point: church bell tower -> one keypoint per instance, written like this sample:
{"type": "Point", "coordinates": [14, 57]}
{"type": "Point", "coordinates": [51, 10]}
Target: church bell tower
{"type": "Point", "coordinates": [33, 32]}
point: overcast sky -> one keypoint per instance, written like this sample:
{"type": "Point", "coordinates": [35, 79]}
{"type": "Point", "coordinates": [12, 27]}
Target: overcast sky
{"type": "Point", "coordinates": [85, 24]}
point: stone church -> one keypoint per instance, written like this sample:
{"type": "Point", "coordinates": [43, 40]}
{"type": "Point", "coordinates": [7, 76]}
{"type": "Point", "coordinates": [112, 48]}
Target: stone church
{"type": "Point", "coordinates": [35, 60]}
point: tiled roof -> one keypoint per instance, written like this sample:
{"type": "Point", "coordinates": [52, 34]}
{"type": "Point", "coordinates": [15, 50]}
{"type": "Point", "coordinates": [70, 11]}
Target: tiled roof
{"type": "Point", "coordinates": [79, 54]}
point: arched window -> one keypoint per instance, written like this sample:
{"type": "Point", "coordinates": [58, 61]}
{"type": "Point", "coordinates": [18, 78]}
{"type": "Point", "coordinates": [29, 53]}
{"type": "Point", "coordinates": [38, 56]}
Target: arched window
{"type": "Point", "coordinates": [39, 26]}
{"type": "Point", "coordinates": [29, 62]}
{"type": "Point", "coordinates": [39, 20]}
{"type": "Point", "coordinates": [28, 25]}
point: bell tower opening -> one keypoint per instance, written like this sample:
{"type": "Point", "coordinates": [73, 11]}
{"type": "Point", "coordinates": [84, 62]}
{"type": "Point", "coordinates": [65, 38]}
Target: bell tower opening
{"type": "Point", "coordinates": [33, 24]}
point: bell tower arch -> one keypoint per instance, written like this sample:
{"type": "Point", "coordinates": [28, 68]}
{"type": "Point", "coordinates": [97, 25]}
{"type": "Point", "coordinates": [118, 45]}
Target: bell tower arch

■ ■ ■ ■

== YOUR OBJECTIVE ==
Copy all of the records above line for line, with no changes.

== TASK OUTPUT ==
point: church bell tower -> one keypoint per instance, written like this sample:
{"type": "Point", "coordinates": [14, 57]}
{"type": "Point", "coordinates": [51, 10]}
Target: church bell tower
{"type": "Point", "coordinates": [33, 32]}
point: overcast sky -> one keypoint per instance, written like this sample:
{"type": "Point", "coordinates": [35, 79]}
{"type": "Point", "coordinates": [12, 27]}
Target: overcast sky
{"type": "Point", "coordinates": [85, 24]}
point: stone church -> one keypoint per instance, written like this sample:
{"type": "Point", "coordinates": [43, 40]}
{"type": "Point", "coordinates": [7, 76]}
{"type": "Point", "coordinates": [112, 48]}
Target: stone church
{"type": "Point", "coordinates": [35, 60]}
point: tiled roof -> one keypoint per instance, written like this sample:
{"type": "Point", "coordinates": [52, 34]}
{"type": "Point", "coordinates": [15, 50]}
{"type": "Point", "coordinates": [70, 11]}
Target: tiled roof
{"type": "Point", "coordinates": [79, 54]}
point: arched window -> one keypoint per instance, written like this sample:
{"type": "Point", "coordinates": [58, 61]}
{"type": "Point", "coordinates": [18, 78]}
{"type": "Point", "coordinates": [29, 53]}
{"type": "Point", "coordinates": [38, 56]}
Target: arched window
{"type": "Point", "coordinates": [39, 26]}
{"type": "Point", "coordinates": [29, 62]}
{"type": "Point", "coordinates": [39, 20]}
{"type": "Point", "coordinates": [28, 25]}
point: bell tower opening -> one keypoint per instance, written like this sample:
{"type": "Point", "coordinates": [73, 11]}
{"type": "Point", "coordinates": [84, 62]}
{"type": "Point", "coordinates": [65, 38]}
Target: bell tower opening
{"type": "Point", "coordinates": [33, 24]}
point: bell tower arch -> one keypoint per instance, written like this sample:
{"type": "Point", "coordinates": [28, 68]}
{"type": "Point", "coordinates": [97, 25]}
{"type": "Point", "coordinates": [118, 45]}
Target: bell tower arch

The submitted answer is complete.